Below are the records; extract from them the line containing "Target: kart driver" to the line containing "[locate] the colored", both lines included, exactly and with no pictures.

Study material:
========
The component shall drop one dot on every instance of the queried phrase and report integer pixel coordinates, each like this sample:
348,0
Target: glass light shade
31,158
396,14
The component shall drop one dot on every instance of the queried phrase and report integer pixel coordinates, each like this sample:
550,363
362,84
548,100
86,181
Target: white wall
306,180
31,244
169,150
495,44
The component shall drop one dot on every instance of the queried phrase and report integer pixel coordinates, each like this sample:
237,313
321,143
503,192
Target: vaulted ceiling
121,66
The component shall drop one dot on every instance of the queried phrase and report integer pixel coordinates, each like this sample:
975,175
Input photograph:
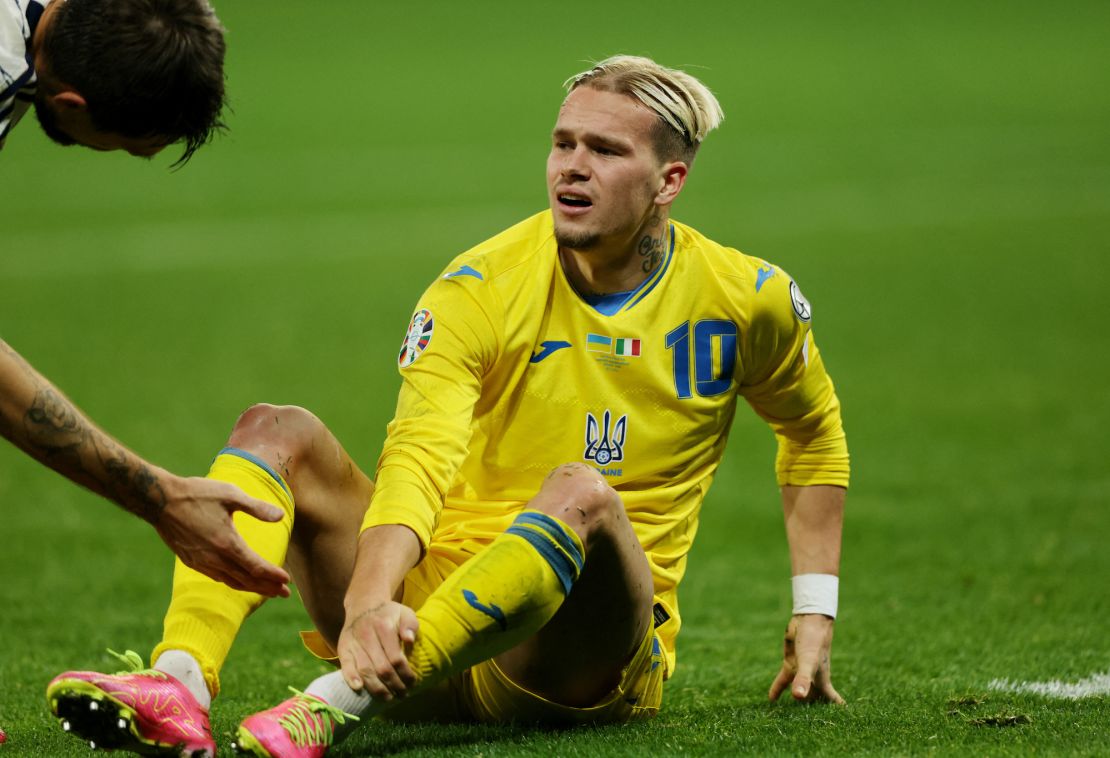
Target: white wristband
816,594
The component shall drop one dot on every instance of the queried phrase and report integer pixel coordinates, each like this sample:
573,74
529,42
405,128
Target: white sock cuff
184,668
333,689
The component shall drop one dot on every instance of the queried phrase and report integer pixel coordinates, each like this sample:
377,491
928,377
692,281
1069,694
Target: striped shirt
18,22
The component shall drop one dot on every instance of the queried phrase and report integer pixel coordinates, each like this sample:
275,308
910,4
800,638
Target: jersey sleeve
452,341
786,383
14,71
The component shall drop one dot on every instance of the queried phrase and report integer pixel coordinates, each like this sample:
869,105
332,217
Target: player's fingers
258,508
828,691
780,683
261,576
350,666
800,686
========
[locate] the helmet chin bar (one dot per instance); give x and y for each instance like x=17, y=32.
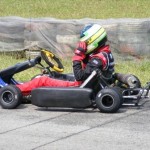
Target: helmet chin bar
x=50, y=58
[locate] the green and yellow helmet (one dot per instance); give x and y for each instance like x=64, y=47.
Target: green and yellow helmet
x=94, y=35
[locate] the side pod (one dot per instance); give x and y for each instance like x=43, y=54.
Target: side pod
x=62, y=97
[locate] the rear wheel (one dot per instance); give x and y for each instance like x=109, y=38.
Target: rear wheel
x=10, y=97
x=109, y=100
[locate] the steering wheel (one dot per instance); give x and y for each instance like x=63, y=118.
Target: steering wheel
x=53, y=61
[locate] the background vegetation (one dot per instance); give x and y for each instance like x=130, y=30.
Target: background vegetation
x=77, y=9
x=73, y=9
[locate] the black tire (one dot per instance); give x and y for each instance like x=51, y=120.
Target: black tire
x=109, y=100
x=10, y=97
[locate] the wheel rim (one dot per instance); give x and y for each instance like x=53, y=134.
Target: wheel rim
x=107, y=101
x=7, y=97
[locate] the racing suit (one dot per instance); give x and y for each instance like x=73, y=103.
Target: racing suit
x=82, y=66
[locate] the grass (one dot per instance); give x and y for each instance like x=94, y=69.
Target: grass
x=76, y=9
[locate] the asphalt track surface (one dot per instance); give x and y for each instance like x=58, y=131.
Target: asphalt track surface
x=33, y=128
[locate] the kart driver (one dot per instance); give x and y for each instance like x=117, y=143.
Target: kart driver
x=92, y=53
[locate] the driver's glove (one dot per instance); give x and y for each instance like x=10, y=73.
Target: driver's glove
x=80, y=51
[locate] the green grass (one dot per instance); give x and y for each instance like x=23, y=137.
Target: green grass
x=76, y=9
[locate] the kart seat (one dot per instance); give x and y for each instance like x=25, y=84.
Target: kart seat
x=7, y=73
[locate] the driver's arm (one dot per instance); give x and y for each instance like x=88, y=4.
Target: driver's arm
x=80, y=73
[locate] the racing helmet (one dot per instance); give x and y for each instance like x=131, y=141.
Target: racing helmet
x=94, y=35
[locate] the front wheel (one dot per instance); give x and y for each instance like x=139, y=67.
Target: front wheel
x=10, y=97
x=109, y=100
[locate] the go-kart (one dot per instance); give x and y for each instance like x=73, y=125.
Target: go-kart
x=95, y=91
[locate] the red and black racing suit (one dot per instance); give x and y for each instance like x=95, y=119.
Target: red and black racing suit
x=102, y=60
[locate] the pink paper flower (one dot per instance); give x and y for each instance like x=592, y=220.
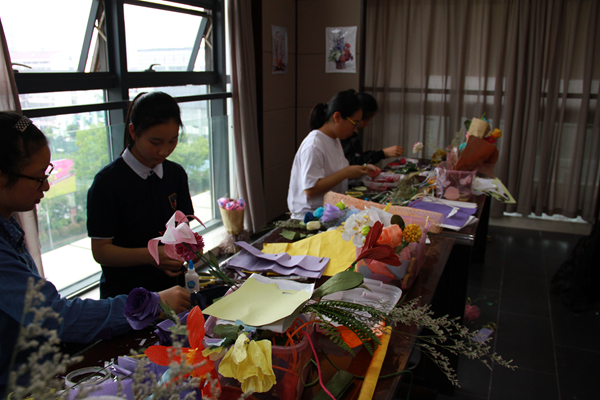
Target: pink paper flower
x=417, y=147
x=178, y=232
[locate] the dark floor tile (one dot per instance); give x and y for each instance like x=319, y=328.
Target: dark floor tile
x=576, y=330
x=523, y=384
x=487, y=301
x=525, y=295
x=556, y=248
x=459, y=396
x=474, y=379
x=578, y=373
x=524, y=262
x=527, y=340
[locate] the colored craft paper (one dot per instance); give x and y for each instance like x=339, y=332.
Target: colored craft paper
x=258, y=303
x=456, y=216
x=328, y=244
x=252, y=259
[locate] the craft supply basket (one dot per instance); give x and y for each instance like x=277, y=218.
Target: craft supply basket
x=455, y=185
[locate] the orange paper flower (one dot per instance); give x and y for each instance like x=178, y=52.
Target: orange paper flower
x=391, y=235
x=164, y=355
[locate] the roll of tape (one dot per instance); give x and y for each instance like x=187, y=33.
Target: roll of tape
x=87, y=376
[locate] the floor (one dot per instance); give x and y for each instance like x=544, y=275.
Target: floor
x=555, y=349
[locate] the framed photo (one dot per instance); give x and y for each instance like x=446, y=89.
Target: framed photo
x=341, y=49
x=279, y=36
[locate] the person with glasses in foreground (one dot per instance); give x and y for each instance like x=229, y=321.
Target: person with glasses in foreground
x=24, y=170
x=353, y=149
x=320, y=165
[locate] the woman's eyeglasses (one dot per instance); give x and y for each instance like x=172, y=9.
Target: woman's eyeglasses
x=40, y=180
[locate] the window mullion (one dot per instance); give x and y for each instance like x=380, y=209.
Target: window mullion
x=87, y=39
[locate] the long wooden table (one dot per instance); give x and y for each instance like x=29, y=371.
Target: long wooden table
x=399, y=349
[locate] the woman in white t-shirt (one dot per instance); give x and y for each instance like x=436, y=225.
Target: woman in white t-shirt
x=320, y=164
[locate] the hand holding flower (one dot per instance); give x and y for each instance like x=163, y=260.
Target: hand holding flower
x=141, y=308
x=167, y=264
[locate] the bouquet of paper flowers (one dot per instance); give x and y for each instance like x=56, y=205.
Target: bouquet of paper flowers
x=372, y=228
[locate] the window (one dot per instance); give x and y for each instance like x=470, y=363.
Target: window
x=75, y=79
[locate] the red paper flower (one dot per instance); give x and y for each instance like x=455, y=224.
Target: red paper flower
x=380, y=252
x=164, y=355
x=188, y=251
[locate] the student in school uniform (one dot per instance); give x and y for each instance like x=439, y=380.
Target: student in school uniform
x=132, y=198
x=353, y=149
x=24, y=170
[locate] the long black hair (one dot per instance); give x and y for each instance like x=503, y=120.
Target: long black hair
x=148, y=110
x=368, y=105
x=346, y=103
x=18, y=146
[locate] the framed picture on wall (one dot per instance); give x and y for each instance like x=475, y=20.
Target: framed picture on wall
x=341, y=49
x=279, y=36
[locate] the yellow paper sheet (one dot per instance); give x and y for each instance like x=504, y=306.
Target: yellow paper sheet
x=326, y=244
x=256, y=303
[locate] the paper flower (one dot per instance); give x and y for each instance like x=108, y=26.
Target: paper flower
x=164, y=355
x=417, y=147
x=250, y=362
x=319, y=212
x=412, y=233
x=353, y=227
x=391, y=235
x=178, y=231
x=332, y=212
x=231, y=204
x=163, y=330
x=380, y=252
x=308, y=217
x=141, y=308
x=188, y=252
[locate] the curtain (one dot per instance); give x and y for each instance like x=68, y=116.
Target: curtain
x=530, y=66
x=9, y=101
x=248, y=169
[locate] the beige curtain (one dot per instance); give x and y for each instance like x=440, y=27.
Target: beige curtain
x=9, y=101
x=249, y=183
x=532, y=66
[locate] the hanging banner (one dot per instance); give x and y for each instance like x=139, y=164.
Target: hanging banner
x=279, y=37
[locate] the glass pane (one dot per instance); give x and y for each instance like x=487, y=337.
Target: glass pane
========
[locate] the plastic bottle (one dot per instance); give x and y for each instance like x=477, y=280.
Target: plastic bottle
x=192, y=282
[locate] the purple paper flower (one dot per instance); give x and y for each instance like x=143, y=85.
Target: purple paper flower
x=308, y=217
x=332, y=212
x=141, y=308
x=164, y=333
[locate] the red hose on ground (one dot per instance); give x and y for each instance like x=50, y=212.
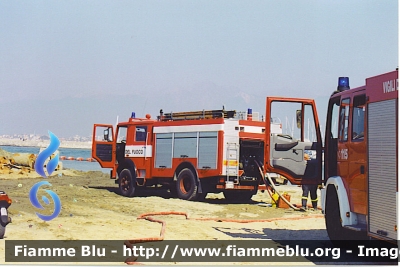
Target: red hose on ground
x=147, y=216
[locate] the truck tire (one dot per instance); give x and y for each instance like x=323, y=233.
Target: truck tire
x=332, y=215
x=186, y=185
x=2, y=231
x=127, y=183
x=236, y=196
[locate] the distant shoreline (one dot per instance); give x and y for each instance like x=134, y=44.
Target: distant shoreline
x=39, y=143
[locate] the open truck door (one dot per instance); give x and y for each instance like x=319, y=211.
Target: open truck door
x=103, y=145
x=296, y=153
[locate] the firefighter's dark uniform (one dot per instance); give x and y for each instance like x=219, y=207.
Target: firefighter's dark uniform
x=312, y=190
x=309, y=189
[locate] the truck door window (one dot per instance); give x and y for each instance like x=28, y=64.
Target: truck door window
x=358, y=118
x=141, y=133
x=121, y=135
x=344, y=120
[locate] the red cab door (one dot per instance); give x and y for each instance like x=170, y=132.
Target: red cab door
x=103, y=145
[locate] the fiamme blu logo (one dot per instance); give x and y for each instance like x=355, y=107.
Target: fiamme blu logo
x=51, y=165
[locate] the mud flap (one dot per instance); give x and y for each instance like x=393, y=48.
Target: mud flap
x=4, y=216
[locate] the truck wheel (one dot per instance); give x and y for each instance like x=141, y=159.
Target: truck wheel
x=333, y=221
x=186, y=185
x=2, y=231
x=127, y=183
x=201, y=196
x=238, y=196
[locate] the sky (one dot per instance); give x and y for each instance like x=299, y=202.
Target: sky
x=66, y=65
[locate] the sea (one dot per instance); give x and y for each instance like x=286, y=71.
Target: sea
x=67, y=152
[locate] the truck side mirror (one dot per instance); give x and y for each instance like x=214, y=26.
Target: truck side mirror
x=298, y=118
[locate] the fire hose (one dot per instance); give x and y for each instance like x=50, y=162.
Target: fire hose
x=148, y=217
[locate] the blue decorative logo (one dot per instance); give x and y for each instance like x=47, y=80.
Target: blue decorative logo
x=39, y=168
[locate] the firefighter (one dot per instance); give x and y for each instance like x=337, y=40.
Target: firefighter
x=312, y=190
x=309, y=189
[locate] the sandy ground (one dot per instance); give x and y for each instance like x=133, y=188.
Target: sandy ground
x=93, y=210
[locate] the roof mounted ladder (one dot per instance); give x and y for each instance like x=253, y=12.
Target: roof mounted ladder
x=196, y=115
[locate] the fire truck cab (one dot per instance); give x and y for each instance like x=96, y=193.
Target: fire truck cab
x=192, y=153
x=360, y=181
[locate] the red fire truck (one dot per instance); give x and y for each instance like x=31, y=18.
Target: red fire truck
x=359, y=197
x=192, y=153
========
Response area:
Target: kart driver
x=92, y=53
[locate] the driver's glove (one dot per instance); give x and y for each instance like x=10, y=73.
Target: driver's glove
x=80, y=51
[locate] the green grass (one dot per instance); give x and y for each instance like x=23, y=137.
Target: green grass
x=76, y=9
[locate] the kart seat (one dot per instance); give x and y for each instance like x=25, y=84.
Target: kart seat
x=7, y=73
[locate] the driver's arm (one dot per instance); give x and y for each instance like x=88, y=4.
Target: driver's arm
x=80, y=73
[locate] the racing helmet (one dot per instance); give x and y for each instance like x=131, y=141.
Target: racing helmet
x=94, y=35
[locate] the front wheel (one dot per instance); give x and y for each instance like x=139, y=67.
Target: front wheel
x=10, y=97
x=109, y=100
[locate] the go-kart (one dot per instance); give x and y for each instance like x=73, y=125.
Target: go-kart
x=95, y=91
[locate] the red and black racing suit (one dot per instance); give x and y for each instance like x=95, y=119.
Target: red and black racing suit
x=102, y=60
[locate] the pink paper flower (one dot per instance); give x and y for each instance like x=592, y=220.
Target: pink paper flower
x=417, y=147
x=178, y=232
[locate] the dark floor tile (one dot per instance); give x and y for each instance like x=319, y=328.
Target: dark floor tile
x=576, y=330
x=523, y=384
x=487, y=301
x=525, y=295
x=556, y=248
x=459, y=396
x=474, y=379
x=578, y=373
x=524, y=262
x=527, y=340
[locate] the colored craft paper (one dot per instance); give x and y for each instance like x=339, y=332.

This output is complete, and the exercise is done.